Tugas 1:
Baris mana saja dalam daftar di bawah yang memuat kata "tight"? Tentukan dan salin semua baris itu, dengan memperhatikan huruf besar dan kecil.

Baca berita dengan sedikit iklan, klik di sini

Arsip

Cangkok Video Seberang Negeri

"Mediator" warga Mesuji menyatakan sebagian video kekerasan diperoleh dari YouTube. Terdiri atas dua potongan gambar berbeda tempat.

26 Desember 2011 | 00.00 WIB

Image of Tempo
Perbesar

Baca berita dengan sedikit iklan, klik di sini

Adegan "horor" itu diputar di gedung Dewan Perwakilan Rakyat, Rabu dua pekan lalu. Lima korban kekerasan akibat sengketa lahan di Kabupaten Mesuji, Lampung, hadir. Mereka didampingi Mayor Jenderal Purnawirawan Saurip Kadi, mantan Asisten Personalia Kepala Staf Angkatan Darat, dan pengacara Bob Hasan.

Dalam sekejap, rekaman sepanjang 7 menit 21 detik itu membuat penontonnya bergidik. Di situ terekam tubuh tanpa kepala tergantung lunglai, mengenakan kaus biru dan celana jins gelap. Lengan kanan orang itu diikat pada tiang listrik di tepi jalan tanah yang dipagari tanaman perdu. Kamera bergerak merekam mayat itu dari atas ke bawah, lalu kembali ke atas. Tak kurang dari 13 detik mayat itu disorot.

Gambar beralih, lagi-lagi ke seonggok mayat. Ia tengkurap dengan punggung penuh luka bacok menganga, tapi tubuhnya utuh. Berikutnya, kamera merekam suasana kampung yang lengang, hanya tampak satu-dua orang melintas. Seorang petugas Brigade Mobil dengan senapan menyisir jalanan yang membelah deretan rumah. Suara deru angin sesekali terdengar cukup kencang. Di sudut perempatan, sebuah mobil polisi jenis pickup kabin ganda diparkir.

Bahan Tugas:
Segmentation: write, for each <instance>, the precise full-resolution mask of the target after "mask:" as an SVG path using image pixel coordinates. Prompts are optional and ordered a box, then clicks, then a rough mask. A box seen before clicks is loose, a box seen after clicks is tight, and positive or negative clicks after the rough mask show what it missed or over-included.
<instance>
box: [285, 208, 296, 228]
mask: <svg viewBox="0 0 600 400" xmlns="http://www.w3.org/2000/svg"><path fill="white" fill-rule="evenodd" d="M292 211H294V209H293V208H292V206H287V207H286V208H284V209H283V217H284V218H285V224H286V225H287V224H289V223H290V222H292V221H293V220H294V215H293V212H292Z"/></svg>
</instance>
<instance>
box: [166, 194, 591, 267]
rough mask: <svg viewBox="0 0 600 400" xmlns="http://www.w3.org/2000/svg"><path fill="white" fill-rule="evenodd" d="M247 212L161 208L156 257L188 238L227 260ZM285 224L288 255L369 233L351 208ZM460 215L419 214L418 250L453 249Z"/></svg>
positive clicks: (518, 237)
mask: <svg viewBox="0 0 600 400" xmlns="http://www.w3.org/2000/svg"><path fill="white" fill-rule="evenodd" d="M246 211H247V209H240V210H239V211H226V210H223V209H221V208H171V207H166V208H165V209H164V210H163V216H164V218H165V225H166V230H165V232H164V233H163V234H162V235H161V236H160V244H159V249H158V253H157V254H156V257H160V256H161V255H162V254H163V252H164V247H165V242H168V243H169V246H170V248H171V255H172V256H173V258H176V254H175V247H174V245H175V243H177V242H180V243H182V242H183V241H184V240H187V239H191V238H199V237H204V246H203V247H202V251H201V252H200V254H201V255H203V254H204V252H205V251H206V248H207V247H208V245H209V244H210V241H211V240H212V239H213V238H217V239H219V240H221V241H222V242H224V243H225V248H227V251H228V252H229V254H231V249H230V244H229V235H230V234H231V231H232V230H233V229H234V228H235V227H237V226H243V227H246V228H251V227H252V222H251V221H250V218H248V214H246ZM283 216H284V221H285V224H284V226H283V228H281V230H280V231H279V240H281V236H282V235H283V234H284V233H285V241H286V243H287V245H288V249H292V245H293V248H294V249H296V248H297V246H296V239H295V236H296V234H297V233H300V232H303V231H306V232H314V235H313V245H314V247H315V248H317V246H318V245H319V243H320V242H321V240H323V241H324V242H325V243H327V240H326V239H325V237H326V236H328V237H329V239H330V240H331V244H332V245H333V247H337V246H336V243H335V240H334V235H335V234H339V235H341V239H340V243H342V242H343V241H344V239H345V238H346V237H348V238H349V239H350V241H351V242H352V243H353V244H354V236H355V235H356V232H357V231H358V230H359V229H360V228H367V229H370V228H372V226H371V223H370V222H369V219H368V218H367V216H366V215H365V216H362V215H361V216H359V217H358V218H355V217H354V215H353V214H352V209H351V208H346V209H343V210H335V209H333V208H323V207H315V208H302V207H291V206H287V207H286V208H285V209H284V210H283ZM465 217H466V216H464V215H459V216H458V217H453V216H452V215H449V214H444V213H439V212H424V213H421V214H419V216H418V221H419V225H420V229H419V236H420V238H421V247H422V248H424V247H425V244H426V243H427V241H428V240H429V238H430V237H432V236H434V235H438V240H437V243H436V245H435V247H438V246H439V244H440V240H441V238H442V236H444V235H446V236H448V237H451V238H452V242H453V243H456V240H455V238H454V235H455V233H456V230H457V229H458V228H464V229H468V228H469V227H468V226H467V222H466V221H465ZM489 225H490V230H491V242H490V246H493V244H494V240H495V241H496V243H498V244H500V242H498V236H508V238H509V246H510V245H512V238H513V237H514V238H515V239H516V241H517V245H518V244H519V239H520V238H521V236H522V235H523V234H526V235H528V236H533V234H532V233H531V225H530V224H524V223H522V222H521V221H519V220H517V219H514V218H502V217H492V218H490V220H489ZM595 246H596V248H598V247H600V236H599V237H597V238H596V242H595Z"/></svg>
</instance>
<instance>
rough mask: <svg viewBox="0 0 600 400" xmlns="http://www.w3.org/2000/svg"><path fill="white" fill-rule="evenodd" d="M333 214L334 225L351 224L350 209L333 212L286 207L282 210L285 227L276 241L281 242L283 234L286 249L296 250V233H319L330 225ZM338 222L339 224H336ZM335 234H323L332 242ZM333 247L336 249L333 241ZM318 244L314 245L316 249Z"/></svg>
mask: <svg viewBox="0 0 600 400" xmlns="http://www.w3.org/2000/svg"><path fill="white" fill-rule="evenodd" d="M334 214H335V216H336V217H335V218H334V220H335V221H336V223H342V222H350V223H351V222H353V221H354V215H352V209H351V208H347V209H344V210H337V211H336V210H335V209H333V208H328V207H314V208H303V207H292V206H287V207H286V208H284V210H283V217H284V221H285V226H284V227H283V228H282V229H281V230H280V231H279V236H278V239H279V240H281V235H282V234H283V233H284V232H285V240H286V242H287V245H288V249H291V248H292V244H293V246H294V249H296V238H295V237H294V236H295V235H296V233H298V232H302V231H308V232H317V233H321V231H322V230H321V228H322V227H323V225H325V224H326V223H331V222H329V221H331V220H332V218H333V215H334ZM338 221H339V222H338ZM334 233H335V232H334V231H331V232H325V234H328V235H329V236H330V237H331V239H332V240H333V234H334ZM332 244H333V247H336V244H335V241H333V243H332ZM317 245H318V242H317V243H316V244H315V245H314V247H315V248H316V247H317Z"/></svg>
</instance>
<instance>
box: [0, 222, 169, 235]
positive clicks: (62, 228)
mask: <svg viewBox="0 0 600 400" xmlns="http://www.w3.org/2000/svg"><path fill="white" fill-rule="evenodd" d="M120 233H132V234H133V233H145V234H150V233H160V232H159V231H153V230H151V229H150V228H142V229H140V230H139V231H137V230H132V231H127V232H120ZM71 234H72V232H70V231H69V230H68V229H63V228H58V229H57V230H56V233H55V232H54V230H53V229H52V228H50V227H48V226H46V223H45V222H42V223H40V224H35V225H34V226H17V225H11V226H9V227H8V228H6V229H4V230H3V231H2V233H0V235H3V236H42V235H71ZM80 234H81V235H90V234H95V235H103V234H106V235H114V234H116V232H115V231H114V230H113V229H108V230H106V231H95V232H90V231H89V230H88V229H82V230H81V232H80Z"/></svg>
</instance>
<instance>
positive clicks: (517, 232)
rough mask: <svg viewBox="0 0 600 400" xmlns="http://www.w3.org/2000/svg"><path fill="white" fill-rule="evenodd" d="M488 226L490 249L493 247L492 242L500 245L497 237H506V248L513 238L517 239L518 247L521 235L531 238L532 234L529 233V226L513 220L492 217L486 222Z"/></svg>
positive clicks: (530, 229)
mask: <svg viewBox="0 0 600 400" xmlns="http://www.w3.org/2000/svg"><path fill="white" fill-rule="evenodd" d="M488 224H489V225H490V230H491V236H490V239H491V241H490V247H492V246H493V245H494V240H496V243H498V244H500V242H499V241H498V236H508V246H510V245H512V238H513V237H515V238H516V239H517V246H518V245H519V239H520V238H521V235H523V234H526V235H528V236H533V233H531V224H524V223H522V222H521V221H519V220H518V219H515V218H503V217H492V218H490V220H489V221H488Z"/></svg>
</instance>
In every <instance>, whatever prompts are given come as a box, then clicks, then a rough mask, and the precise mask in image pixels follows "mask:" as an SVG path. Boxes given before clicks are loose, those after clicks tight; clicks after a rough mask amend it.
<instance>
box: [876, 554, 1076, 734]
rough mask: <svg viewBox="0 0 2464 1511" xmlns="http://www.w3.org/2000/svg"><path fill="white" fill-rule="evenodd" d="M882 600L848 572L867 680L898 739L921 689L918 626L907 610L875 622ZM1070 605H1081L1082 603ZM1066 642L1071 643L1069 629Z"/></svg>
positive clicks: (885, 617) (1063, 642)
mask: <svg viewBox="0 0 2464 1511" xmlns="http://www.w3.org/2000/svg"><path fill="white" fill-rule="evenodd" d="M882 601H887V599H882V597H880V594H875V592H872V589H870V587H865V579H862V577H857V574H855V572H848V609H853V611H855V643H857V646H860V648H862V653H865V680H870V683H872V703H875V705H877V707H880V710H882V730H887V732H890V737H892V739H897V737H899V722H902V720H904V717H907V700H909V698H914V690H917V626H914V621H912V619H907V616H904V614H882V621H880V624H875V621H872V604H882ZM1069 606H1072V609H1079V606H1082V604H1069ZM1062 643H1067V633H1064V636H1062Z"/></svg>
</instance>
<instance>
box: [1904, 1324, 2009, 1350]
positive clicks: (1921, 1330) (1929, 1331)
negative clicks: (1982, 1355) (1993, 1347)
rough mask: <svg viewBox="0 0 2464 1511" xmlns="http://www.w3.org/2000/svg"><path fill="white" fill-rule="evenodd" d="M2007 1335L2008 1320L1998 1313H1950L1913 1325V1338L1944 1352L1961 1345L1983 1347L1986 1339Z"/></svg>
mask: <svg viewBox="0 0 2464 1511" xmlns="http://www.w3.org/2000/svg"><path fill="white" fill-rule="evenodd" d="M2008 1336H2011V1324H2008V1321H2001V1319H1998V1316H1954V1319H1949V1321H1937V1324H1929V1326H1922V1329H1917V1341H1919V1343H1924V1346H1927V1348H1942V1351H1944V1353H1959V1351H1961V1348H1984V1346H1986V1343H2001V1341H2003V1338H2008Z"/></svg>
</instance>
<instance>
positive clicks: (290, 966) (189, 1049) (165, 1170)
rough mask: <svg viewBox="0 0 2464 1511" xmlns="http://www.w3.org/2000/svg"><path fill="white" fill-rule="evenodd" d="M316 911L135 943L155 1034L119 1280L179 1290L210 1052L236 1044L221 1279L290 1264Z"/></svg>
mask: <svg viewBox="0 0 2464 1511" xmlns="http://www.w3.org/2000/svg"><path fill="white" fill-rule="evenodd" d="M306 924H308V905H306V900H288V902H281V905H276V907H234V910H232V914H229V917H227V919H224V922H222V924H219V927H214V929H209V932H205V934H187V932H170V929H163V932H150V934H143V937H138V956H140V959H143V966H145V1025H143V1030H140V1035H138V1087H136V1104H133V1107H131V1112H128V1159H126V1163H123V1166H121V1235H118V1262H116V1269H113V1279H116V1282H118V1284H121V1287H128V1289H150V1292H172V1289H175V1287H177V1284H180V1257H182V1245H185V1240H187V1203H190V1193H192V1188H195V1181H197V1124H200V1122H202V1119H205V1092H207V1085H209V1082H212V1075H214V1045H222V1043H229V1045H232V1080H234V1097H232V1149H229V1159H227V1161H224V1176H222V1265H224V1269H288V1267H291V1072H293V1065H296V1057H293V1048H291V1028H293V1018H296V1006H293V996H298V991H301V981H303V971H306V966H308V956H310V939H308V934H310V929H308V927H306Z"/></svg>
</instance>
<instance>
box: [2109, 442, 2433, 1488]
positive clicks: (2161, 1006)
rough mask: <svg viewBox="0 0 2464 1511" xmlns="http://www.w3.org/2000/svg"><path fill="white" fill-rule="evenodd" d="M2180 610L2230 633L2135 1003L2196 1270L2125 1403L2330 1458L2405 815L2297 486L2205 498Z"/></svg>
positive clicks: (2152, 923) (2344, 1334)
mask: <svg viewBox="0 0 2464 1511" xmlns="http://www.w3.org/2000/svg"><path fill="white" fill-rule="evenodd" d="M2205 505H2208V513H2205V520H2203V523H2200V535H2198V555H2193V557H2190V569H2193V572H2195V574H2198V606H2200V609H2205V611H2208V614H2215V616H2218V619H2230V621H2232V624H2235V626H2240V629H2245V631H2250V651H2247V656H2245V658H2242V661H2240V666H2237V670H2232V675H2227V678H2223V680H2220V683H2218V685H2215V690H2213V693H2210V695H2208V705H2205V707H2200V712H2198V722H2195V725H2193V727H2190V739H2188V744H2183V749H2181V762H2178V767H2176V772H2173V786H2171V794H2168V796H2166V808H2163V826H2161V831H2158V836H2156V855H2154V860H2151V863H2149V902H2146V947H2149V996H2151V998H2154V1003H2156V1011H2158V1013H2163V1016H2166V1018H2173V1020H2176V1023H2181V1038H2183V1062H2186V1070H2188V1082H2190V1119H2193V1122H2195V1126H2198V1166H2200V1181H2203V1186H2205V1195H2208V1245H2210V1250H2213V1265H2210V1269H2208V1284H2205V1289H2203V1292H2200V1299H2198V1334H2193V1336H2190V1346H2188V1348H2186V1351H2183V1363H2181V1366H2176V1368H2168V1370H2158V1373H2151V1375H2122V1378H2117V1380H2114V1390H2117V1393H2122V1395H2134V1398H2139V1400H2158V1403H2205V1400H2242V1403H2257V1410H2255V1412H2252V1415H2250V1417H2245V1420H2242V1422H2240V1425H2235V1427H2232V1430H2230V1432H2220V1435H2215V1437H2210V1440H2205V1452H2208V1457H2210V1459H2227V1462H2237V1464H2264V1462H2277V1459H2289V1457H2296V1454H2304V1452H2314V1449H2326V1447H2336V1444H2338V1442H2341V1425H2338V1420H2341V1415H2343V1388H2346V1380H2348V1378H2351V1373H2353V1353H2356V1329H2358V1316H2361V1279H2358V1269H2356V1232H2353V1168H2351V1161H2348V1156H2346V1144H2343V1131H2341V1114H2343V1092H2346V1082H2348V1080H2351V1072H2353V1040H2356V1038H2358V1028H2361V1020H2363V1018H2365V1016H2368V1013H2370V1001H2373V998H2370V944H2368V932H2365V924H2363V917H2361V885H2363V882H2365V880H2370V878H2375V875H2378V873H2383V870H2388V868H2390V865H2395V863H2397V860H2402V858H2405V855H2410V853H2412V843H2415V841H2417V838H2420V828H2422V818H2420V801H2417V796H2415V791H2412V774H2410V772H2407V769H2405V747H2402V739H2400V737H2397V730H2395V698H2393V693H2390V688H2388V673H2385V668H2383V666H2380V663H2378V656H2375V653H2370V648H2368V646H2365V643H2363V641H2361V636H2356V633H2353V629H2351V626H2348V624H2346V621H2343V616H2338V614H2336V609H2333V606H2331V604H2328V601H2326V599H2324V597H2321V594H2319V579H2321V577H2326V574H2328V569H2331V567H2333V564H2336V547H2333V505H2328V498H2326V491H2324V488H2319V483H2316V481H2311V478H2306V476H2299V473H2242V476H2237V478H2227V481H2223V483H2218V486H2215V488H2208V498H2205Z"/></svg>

Tugas 2:
Tuliskan kembali bagian artikel tentang video Mesuji di atas yang dibuka dengan kata-kata "Image of Tempo" dan ditutup dengan "pengacara Bob Hasan.".

Penyelesaian 1:
Segmentation: write, for each <instance>, the precise full-resolution mask of the target after "mask:" as an SVG path using image pixel coordinates. Prompts are optional and ordered a box, then clicks, then a rough mask. A box seen before clicks is loose, a box seen after clicks is tight, and positive or negative clicks after the rough mask show what it missed or over-included.
In every <instance>, whatever prompts are given come as a box, then clicks, then a rough mask, and the precise mask in image pixels follows "mask:" as an SVG path. Boxes given before clicks are loose, those after clicks tight; clicks after a rough mask amend it.

Penyelesaian 2:
Image of Tempo
Perbesar

Baca berita dengan sedikit iklan, klik di sini

Adegan "horor" itu diputar di gedung Dewan Perwakilan Rakyat, Rabu dua pekan lalu. Lima korban kekerasan akibat sengketa lahan di Kabupaten Mesuji, Lampung, hadir. Mereka didampingi Mayor Jenderal Purnawirawan Saurip Kadi, mantan Asisten Personalia Kepala Staf Angkatan Darat, dan pengacara Bob Hasan.